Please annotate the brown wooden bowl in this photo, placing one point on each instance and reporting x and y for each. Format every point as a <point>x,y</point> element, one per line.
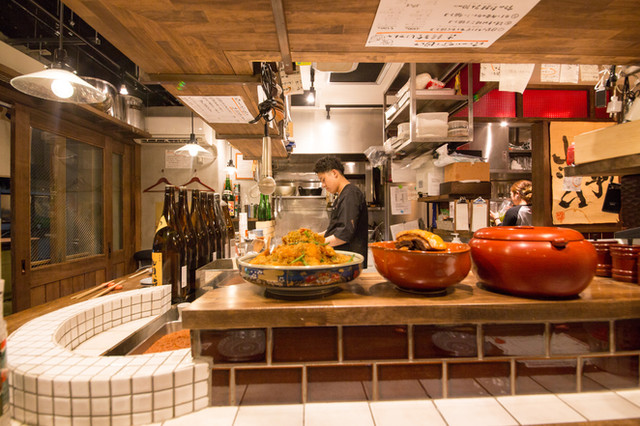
<point>422,271</point>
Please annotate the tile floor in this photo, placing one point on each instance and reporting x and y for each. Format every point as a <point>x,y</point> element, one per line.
<point>494,411</point>
<point>505,410</point>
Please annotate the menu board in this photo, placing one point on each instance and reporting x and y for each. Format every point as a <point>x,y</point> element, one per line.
<point>433,24</point>
<point>219,109</point>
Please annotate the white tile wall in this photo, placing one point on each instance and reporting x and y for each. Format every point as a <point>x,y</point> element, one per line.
<point>82,388</point>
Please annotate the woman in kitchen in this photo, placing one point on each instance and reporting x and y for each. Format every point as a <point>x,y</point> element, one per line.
<point>349,220</point>
<point>520,213</point>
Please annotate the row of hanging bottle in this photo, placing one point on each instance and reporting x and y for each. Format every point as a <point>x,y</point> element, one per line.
<point>187,240</point>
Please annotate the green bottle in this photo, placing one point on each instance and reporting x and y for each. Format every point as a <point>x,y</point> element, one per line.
<point>227,196</point>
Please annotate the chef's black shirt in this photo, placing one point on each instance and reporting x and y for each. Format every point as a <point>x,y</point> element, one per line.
<point>349,221</point>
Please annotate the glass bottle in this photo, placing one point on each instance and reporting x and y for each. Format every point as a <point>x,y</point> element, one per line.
<point>202,236</point>
<point>189,237</point>
<point>211,235</point>
<point>167,250</point>
<point>213,224</point>
<point>227,223</point>
<point>227,196</point>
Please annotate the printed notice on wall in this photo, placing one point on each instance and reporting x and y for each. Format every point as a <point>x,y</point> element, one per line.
<point>400,203</point>
<point>433,24</point>
<point>219,109</point>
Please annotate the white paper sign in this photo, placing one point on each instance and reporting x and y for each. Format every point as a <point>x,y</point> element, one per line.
<point>219,109</point>
<point>433,24</point>
<point>400,203</point>
<point>462,216</point>
<point>589,73</point>
<point>569,73</point>
<point>572,183</point>
<point>489,72</point>
<point>550,73</point>
<point>176,161</point>
<point>515,77</point>
<point>479,215</point>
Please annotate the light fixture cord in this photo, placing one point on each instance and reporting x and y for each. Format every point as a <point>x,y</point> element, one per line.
<point>60,28</point>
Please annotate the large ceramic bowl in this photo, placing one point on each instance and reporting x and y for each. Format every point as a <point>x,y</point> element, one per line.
<point>533,261</point>
<point>301,281</point>
<point>422,271</point>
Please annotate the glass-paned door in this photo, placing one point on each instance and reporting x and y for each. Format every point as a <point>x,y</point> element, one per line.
<point>66,199</point>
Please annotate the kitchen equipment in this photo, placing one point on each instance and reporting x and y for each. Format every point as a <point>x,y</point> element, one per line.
<point>132,110</point>
<point>424,272</point>
<point>110,105</point>
<point>309,191</point>
<point>432,124</point>
<point>458,128</point>
<point>533,261</point>
<point>300,282</point>
<point>284,189</point>
<point>603,268</point>
<point>624,261</point>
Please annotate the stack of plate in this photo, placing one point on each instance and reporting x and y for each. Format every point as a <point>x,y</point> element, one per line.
<point>458,128</point>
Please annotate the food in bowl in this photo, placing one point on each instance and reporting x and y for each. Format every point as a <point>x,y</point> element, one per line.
<point>419,239</point>
<point>302,247</point>
<point>426,272</point>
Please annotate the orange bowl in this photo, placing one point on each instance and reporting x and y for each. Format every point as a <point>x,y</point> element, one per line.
<point>422,271</point>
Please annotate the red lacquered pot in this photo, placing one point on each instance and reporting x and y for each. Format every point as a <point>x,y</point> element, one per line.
<point>533,261</point>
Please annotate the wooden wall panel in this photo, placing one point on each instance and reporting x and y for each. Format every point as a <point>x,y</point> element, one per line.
<point>37,296</point>
<point>52,291</point>
<point>66,286</point>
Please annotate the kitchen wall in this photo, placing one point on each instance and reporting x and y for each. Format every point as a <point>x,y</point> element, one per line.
<point>5,144</point>
<point>350,130</point>
<point>211,172</point>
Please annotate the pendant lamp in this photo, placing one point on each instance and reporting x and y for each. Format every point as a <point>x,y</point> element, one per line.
<point>59,82</point>
<point>192,147</point>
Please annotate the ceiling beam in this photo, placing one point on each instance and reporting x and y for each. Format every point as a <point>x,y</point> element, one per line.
<point>283,37</point>
<point>199,78</point>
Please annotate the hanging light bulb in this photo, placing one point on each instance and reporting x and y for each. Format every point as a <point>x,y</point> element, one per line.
<point>58,83</point>
<point>192,147</point>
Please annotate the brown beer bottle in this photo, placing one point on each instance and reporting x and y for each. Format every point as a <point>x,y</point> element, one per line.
<point>202,236</point>
<point>168,251</point>
<point>189,237</point>
<point>228,224</point>
<point>213,224</point>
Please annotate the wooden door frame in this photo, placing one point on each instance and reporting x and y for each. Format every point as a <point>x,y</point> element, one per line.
<point>75,274</point>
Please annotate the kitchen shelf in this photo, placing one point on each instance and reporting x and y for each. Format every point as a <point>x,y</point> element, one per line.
<point>419,101</point>
<point>620,166</point>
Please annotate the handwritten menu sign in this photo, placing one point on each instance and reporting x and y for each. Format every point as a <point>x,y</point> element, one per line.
<point>433,24</point>
<point>219,109</point>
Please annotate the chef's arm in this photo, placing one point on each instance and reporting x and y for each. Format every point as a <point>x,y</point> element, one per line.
<point>333,241</point>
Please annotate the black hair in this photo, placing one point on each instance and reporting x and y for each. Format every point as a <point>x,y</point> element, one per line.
<point>328,163</point>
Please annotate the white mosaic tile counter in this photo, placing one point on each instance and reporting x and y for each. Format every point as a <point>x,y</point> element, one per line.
<point>52,385</point>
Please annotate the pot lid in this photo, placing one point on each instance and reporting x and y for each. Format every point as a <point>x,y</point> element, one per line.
<point>529,233</point>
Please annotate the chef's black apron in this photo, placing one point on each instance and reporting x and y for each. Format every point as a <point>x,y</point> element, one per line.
<point>349,221</point>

* * * * * * * * *

» Problem: Although the records above contain pictures, your copy should give only their text, exactly as written.

» Result of this exercise:
Please annotate the brown wooden bowl in this photo, placing one point on each instance and reporting x and y for each. Format every point as a <point>x,y</point> element, one per line.
<point>422,271</point>
Please annotate the tile floor in this photo, placing one point on each instance and reporting x and y for each. Format every point as a <point>x,y</point> element, one per line.
<point>494,411</point>
<point>505,410</point>
Please annotate the menu board in this photo, placing one point on each instance and reporting x and y for each. Format every point as a <point>x,y</point> element, one per line.
<point>433,24</point>
<point>219,109</point>
Please annotate the white tile wall in this photo, placing one point on each instance and reporting x and y for each. Format every point as a <point>x,y</point> element, one per line.
<point>82,388</point>
Please annotate the woman in kitchen in this photo, placing one point on each instance and reporting x and y for each. Format every point as a <point>x,y</point> element, one per line.
<point>349,220</point>
<point>520,213</point>
Please annotate the row of hanging bottle in this photo, placing one point on each instance and reporting x and y for each. Format every point as a <point>x,y</point> element, one per line.
<point>187,240</point>
Please annotate the green bottle in this photo, placing one point on each instance and reporting x and y for each. Format every point as a <point>x,y</point> element, one per line.
<point>227,196</point>
Please annotate the chef's black shirt in this photo, placing one point on each instance and reporting x and y for each. Format every point as a <point>x,y</point> element, one per line.
<point>349,221</point>
Please annotate the glass bottle in this photo, placing one point on each instance and reporting x and y for each. Format every point as a <point>x,y</point> element, one per line.
<point>202,236</point>
<point>189,237</point>
<point>211,235</point>
<point>167,250</point>
<point>213,224</point>
<point>227,223</point>
<point>227,196</point>
Please annotate the printed notice on wall in this photo, placing one point on each instance and reporting x and y for each. Format every point as a <point>x,y</point> element, one per line.
<point>400,203</point>
<point>433,24</point>
<point>219,109</point>
Please annotate the white paper sign in this photo, placing one point on each instance and reporting x and y for each. Format every point as a <point>x,y</point> element, one per line.
<point>219,109</point>
<point>433,24</point>
<point>400,203</point>
<point>462,216</point>
<point>589,73</point>
<point>569,73</point>
<point>572,183</point>
<point>489,72</point>
<point>550,73</point>
<point>176,161</point>
<point>515,77</point>
<point>479,215</point>
Please annotate the light fixture cord in this photo, placing one point on each instance and reporting x and y for each. Format every point as a <point>x,y</point> element, one per line.
<point>60,28</point>
Please annotate the large ceramic bowl in this photo, placing one point on each instance and reporting x and y for each. Format every point as a <point>x,y</point> element, one per line.
<point>533,261</point>
<point>301,281</point>
<point>422,271</point>
Please annotate the glass-paned door in this photo, placing one point on each instance and reporting x and y for each. Format every point as a <point>x,y</point> element, one per line.
<point>66,199</point>
Please annotate the kitchen equipment in this photo, placing one point on each instance and reporting x and y for each. Format every point as a <point>x,y</point> element, one per line.
<point>132,110</point>
<point>424,272</point>
<point>110,105</point>
<point>309,191</point>
<point>432,124</point>
<point>458,128</point>
<point>533,261</point>
<point>300,282</point>
<point>284,189</point>
<point>603,268</point>
<point>624,261</point>
Please annotate the stack of plate in this photo, placing one point on each instance and reporting x and y for each. Format every point as a <point>x,y</point> element, one per line.
<point>458,128</point>
Please annotate the food in bowl in this photo, placing one point on each instance and reporting x and y for each. Format every point as a <point>x,y</point> element, one per line.
<point>419,239</point>
<point>302,247</point>
<point>426,272</point>
Please annotate the orange bowl in this photo, placing one point on each instance and reporting x and y for each. Format every point as a <point>x,y</point> element, one per line.
<point>422,271</point>
Please annotate the red lacquered pot in this photo, placing one point on each instance and reporting x and y for each. Format every point as a <point>x,y</point> element, one per line.
<point>533,261</point>
Please annotate the wooden wall panel in this photo, placing one point on each instance and reporting x and y for each. Format every point as a <point>x,y</point> element, one per line.
<point>37,296</point>
<point>52,291</point>
<point>66,286</point>
Please annotate the kitchen wall in this photo, placing one point on each instance and reporting x and y for each. Format every point as a <point>x,y</point> element, one per line.
<point>5,144</point>
<point>350,130</point>
<point>211,172</point>
Please annotate the pendant lamp in this photo, placing one point on each instance and reporting x and y for each. Format every point as a <point>x,y</point> element, one per line.
<point>59,82</point>
<point>192,147</point>
Please annotate the ceiling beam in this photo, placing one point on each instance and reporting x and y for each. Format every point as a <point>x,y</point> element, one per line.
<point>283,37</point>
<point>199,78</point>
Please annotate the hanging light bulb in this photo, placing one point on each instance and reporting x and y for each. Format every point as a <point>x,y</point> element, one per line.
<point>58,83</point>
<point>192,147</point>
Please annotate the brown beer bottle in this photo, placing one point on each instance and reporting x and y for each. Format every point as a <point>x,y</point> element, one per line.
<point>202,236</point>
<point>168,251</point>
<point>189,237</point>
<point>228,224</point>
<point>213,224</point>
Please annotate the wooden door frame in this photo, placing one point on each instance and reporting x and y for each. Format every point as a <point>x,y</point> element, one per line.
<point>75,274</point>
Please annotate the kitchen shelf in this photo, placing one point on each instance and reporting x and y for each. Format every point as a <point>x,y</point> element, one per line.
<point>419,101</point>
<point>620,166</point>
Please annotate the handwritten menu sign in this photo, placing one point on each instance and reporting x and y for each. Format every point as a <point>x,y</point> element, one per line.
<point>433,24</point>
<point>219,109</point>
Please annotate the chef's arm in this photo, placing one point on each instance and reporting x and y for each. Format every point as a <point>x,y</point> element, one per line.
<point>333,241</point>
Please annotate the black hair in this photo, placing one point on each instance and reporting x and y for each. Format every point as a <point>x,y</point> element, one per line.
<point>328,163</point>
Please annotate the white mosaic tile counter in this photo, placing one point on each instance and reporting x and y for each. Format every point as a <point>x,y</point> element, one per line.
<point>52,385</point>
Please annotate the pot lid in this photo, placing one point on each instance and reporting x and y for each. Format every point as a <point>x,y</point> element, one per line.
<point>529,233</point>
Please annotate the chef's black apron in this photo, placing one point on each instance and reporting x and y for each. Format every point as a <point>x,y</point> element, one per line.
<point>349,221</point>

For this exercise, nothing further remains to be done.